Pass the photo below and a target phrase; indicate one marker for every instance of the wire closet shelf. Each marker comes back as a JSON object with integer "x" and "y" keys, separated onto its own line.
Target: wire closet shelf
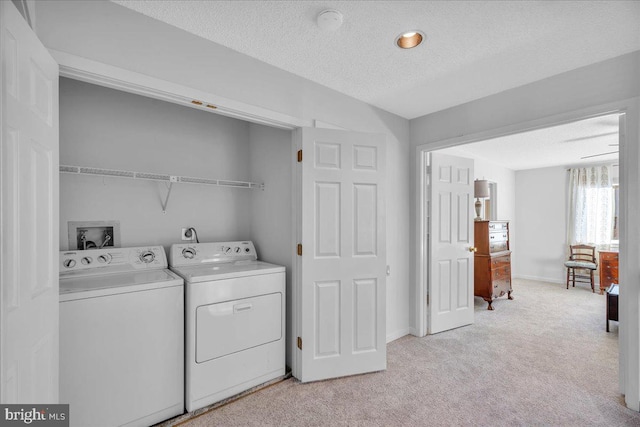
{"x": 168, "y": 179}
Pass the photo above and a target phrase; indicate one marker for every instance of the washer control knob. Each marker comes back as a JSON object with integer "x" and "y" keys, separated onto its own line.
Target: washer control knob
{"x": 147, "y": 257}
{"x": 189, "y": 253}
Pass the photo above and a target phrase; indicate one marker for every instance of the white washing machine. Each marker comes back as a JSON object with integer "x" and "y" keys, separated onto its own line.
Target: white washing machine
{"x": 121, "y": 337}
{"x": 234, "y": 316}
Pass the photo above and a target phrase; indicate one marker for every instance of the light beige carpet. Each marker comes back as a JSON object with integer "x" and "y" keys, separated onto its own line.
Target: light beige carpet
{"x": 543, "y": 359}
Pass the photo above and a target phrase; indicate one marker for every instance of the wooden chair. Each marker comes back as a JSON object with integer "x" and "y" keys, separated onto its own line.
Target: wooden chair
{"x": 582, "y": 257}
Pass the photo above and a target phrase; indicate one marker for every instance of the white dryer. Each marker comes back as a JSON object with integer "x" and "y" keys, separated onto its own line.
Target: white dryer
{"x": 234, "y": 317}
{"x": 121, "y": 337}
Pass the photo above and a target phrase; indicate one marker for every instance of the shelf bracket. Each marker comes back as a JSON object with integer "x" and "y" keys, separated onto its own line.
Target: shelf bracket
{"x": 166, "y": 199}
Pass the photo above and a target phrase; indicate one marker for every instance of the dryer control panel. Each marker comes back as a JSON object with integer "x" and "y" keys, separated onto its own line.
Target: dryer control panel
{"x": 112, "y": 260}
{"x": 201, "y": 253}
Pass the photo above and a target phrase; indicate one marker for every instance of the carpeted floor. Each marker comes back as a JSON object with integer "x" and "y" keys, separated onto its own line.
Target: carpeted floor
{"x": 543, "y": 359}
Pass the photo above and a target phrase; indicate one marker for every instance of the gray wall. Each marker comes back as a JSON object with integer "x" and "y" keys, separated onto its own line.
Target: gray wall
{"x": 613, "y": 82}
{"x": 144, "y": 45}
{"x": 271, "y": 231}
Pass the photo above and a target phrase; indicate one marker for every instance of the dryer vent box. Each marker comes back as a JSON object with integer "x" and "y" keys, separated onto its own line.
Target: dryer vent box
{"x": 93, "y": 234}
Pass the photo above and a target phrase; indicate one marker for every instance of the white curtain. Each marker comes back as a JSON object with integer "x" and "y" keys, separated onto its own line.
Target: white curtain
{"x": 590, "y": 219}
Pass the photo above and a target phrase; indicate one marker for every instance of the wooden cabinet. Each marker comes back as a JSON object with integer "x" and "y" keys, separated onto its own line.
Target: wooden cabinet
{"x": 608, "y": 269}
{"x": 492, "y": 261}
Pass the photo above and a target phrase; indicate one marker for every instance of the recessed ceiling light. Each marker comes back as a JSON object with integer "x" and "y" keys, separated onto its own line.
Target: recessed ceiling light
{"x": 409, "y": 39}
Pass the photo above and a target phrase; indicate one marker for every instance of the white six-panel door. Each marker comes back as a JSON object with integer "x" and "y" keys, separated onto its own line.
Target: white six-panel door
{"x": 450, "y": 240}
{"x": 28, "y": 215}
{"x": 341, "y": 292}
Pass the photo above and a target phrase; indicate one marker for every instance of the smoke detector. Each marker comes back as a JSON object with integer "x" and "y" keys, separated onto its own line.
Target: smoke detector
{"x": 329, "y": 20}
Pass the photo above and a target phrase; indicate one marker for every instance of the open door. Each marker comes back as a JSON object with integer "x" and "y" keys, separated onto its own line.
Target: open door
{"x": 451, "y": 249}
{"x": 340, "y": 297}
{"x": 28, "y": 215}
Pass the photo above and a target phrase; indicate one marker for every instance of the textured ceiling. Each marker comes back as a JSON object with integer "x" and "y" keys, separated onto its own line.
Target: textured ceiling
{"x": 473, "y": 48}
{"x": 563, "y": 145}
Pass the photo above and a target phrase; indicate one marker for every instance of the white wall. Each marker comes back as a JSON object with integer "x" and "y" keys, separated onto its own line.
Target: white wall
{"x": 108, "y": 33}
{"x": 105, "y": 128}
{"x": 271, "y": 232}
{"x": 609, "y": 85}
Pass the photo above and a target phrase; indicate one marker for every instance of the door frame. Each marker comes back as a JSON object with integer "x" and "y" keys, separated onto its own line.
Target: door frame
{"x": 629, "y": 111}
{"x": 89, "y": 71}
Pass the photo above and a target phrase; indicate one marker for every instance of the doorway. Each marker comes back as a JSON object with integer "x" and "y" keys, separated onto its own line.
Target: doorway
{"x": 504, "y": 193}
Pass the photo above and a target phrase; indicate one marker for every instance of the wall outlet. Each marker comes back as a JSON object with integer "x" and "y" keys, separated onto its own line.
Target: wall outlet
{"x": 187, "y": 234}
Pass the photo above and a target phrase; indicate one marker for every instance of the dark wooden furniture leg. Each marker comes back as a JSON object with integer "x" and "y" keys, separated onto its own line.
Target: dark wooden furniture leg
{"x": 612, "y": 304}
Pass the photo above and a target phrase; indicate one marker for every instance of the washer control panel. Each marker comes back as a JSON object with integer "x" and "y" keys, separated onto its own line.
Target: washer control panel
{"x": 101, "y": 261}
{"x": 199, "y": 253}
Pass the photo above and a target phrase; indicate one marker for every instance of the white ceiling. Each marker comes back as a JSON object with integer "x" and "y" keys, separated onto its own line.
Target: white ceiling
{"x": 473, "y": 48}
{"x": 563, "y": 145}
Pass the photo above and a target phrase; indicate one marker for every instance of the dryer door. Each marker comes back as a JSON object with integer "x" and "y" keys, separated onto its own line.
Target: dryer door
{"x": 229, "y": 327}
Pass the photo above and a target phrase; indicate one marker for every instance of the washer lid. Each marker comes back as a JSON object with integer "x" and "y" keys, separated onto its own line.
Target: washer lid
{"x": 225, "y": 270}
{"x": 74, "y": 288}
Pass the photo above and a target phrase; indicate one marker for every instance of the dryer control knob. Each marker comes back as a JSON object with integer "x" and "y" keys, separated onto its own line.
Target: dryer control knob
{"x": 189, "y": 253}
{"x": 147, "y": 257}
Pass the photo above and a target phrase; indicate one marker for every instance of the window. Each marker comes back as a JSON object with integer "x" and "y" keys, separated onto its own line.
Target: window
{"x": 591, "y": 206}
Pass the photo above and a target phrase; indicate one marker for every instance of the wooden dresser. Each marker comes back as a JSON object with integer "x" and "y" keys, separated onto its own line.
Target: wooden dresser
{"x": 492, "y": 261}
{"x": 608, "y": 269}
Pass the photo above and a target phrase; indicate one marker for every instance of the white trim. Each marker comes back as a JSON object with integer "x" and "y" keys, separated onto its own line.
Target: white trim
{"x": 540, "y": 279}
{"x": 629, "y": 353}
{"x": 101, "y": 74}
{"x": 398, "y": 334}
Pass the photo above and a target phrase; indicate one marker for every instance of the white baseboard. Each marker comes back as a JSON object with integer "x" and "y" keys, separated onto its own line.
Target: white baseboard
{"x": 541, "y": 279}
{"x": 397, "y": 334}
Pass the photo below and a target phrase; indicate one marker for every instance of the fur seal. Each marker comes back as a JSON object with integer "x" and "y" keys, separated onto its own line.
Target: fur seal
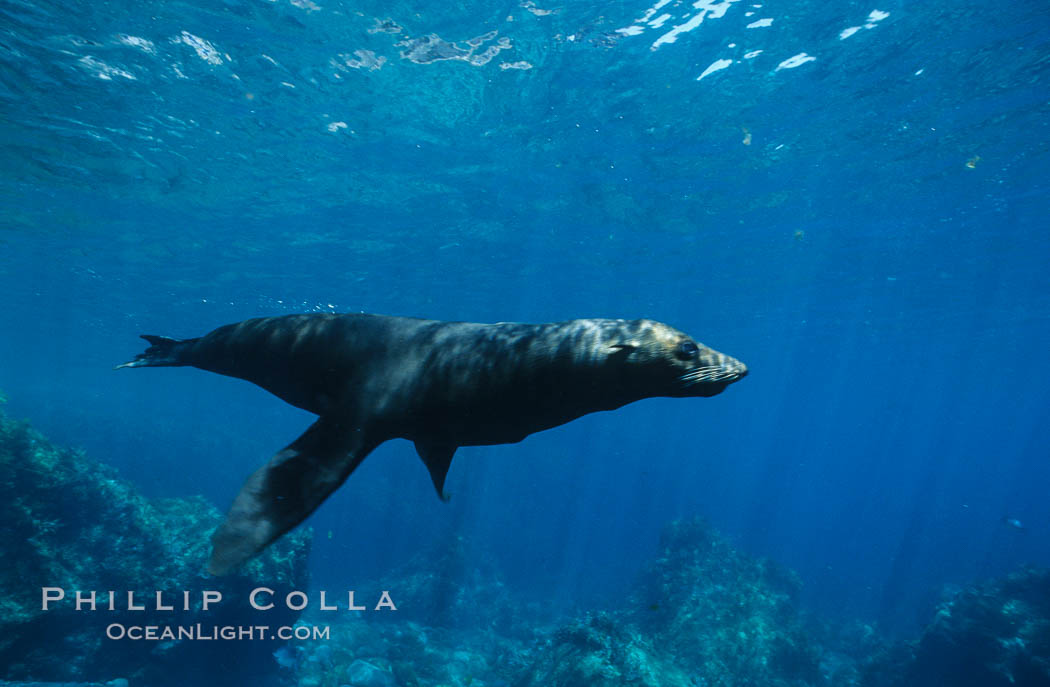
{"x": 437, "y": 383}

________________

What you will do: Repeat the entries exactly. Pictures are excluded from the copy.

Output below:
Pass the photo below and a target phrase; indicate one marker for every instance of the wire closet shelf. Each marker comes back as a JSON object with integer "x" and "y" keys, separated onto its own line.
Target: wire closet shelf
{"x": 168, "y": 179}
Pass the photo above and a target phrase; indicate one marker for every instance of the washer control knob. Each marker comes back as a JSON object with integer "x" and "y" keys, separated onto its own line.
Target: washer control knob
{"x": 147, "y": 257}
{"x": 189, "y": 253}
Pass the photo above and a target phrase; indicate one marker for every instance of the white washing machine. Each marker comes back as a JSON object with integer "x" and "y" keys, separated onto its own line.
Target: white washing machine
{"x": 121, "y": 337}
{"x": 234, "y": 316}
Pass the photo above and a target phrase; indicate one marker for every instance of the light beige carpet. Each marker comes back as a JSON object with integer "x" and "y" keys, separated onto its own line.
Target: light beige carpet
{"x": 543, "y": 359}
Pass the photo above and a target phrase; indicate one marker for every instance of the wooden chair. Each marker comes back as a JSON object with integer "x" and "y" keys, separated onto its own line.
Target: wooden chair
{"x": 582, "y": 257}
Pass the photo above and a target phrase; indicate one marker for every instance of the white dryer. Each marker comes back as a JSON object with integer "x" and "y" keys, separated onto its own line.
Target: white dryer
{"x": 234, "y": 317}
{"x": 121, "y": 337}
Pass the photo above and a target phrase; indicate one marker for every instance of the shelf bracket. Each marker comes back as a JSON object with integer "x" and "y" keys, separated onto its own line.
Target: shelf bracket
{"x": 166, "y": 199}
Pass the photo above and a target phrase; indicate one marker for every instance of the dryer control panel. Each marker comes back as a JSON object with integer "x" and "y" keys, separated onto its own line.
Target: dryer control panel
{"x": 112, "y": 260}
{"x": 201, "y": 253}
Pass the photo above and a target phrase; indicate one marker for every instance of the carpeted floor. Each marker comes back as a JSON object with integer "x" and "y" keys, separated onto its own line.
Target: carpeted floor
{"x": 543, "y": 359}
Pass the photo above and a target phrase; indicate one marker for every instance of the gray wall. Each marker comes back as a JSON object with integer "x" and "y" keys, separated onto its own line.
Target: gray wall
{"x": 613, "y": 82}
{"x": 144, "y": 45}
{"x": 271, "y": 231}
Pass the photo above and a target phrase; indicate one marker for every instance of the dryer vent box. Each marker comes back as a JSON object with integer "x" and "y" keys, separated onto its own line.
Target: dryer vent box
{"x": 93, "y": 234}
Pass the photo above and a target phrase; indicate one marker for every instance of the white curtain. Each marker comes back as a JSON object with integer "x" and "y" keys, separated onto its own line.
Target: white curtain
{"x": 590, "y": 219}
Pass the photo above and a target phrase; indicate one marker for every instance of the wooden cabinet. Each marker comes back as a JSON object with integer "x" and "y" keys, separated onto its own line.
Target: wooden cabinet
{"x": 608, "y": 269}
{"x": 492, "y": 261}
Pass the photo above and a target phrase; indicate one marker for every instance of the recessed ceiling light. Each marker comes back as a JSON object with integer "x" and "y" keys, separated onto its own line.
Target: recessed ceiling light
{"x": 409, "y": 39}
Pass the photo above and a target phrase; indicate one marker for every instance of the white six-panel door. Each marker comes back as a JSON object with integer "x" and "y" keys, separated onto its own line.
Target: white six-panel door
{"x": 450, "y": 240}
{"x": 28, "y": 215}
{"x": 341, "y": 292}
Pass the photo above and a target phrase; indicate one marker for every instance of the smoke detector. Each marker comes back as a JSON object with integer "x" and "y" keys, separated onto its own line.
Target: smoke detector
{"x": 329, "y": 20}
Pass the photo above and a target phrase; indicate one marker for every instance of the open door. Each marker comes back as a JSON object with integer "x" and "y" keys, separated onto its own line.
Target: open door
{"x": 451, "y": 249}
{"x": 340, "y": 297}
{"x": 28, "y": 215}
Pass the photo above and a target phrase; indicate one marker for every instance of the textured ceiling. Each marker comes back as a JSON object with integer "x" and "y" keys, separated onto its own line.
Target: textured ceiling
{"x": 473, "y": 48}
{"x": 563, "y": 145}
Pass the photo above and a target phrase; indicate one marker for every instance of the white wall. Each marker comes back as a JSON object with integer "x" and "y" keys, separated onto its own line.
Target: white wall
{"x": 108, "y": 33}
{"x": 105, "y": 128}
{"x": 271, "y": 232}
{"x": 609, "y": 85}
Pass the photo above and a target phrase; indicate one marker for every instance of the door frame. Each marker comes back as a JSON object with integer "x" and "y" keys, separated onto its own line.
Target: door frame
{"x": 629, "y": 111}
{"x": 89, "y": 71}
Pass the photo above and a target phrase; indicate one marker for every instance of the doorway. Each marker comes back as a JSON object with integer "x" and "y" keys, separated onto its own line.
Target: doorway
{"x": 504, "y": 193}
Pass the photo above and a target phrase; indicate one marker for every instance of the wall outlet. Each marker comes back as a JSON object with integer "x" and "y" keys, separated onto its own line.
Target: wall outlet
{"x": 187, "y": 234}
Pass the photo above and a target phrase; indicate one marker for every instance of the dark wooden furniture leg. Each marker comes back as a JSON object with integer "x" and "y" keys, separated onto its own line.
Target: dark wooden furniture leg
{"x": 612, "y": 304}
Pass the photo above and a target phrase; indicate one marker for every instance of the washer control panel. Each marker comes back as a JSON object with integer "x" and "y" keys, separated onto its own line.
Target: washer control panel
{"x": 101, "y": 261}
{"x": 199, "y": 253}
Pass the photo above and a target phrase; indicate one marker for every instance of the white ceiling. Each marker comes back as a JSON object with integer "x" and "y" keys, separated onto its own line.
Target: white ceiling
{"x": 473, "y": 48}
{"x": 563, "y": 145}
Pass the photo above and a target phrase; indicate one marker for every instance of the dryer door. Each marker comes back as a JSON object with integer "x" and "y" keys, separated onto its own line.
Target: dryer door
{"x": 229, "y": 327}
Pass the photo above and a target phrase; indicate one marker for every instance of the washer lid. Each marker comes back as a JSON object with integer "x" and "y" keys, separated onto its own line.
Target: washer lid
{"x": 225, "y": 270}
{"x": 74, "y": 288}
Pass the photo above and a target phrase; indicate one marker for every instance of the dryer control knob. Each marker comes back as a JSON object with integer "x" and "y" keys, separated onto its own line.
Target: dryer control knob
{"x": 189, "y": 253}
{"x": 147, "y": 257}
Pass the photo above and a target phrase; indicate one marker for every instance of the window. Each marker comes back as a JSON object with integer "x" and "y" keys, separated onto its own line.
Target: window
{"x": 591, "y": 206}
Pass the photo above and a target phrase; indicate one marker for every instance of the wooden dresser. Each marker comes back as a JSON object with integer "x" and "y" keys, separated onto its own line.
Target: wooden dresser
{"x": 492, "y": 261}
{"x": 608, "y": 269}
Pass the photo above and a target phrase; indicate one marker for every instance of the white trim. Each marker comes back as a JSON object with integer "x" and "y" keys, separated onto its own line.
Target: white trim
{"x": 540, "y": 279}
{"x": 629, "y": 353}
{"x": 101, "y": 74}
{"x": 398, "y": 334}
Pass the photo above and a target phrase; indicate one marker for every instance of the white baseboard. Each marker comes back as a JSON object with integer "x" and "y" keys, separated onto its own line.
Target: white baseboard
{"x": 541, "y": 279}
{"x": 397, "y": 334}
Pass the photo below and a target phrase; indicate one marker for every instance of the fur seal. Each marker comes back as a JSON object with integer "x" and "y" keys, separated onto its own line.
Target: fur seal
{"x": 437, "y": 383}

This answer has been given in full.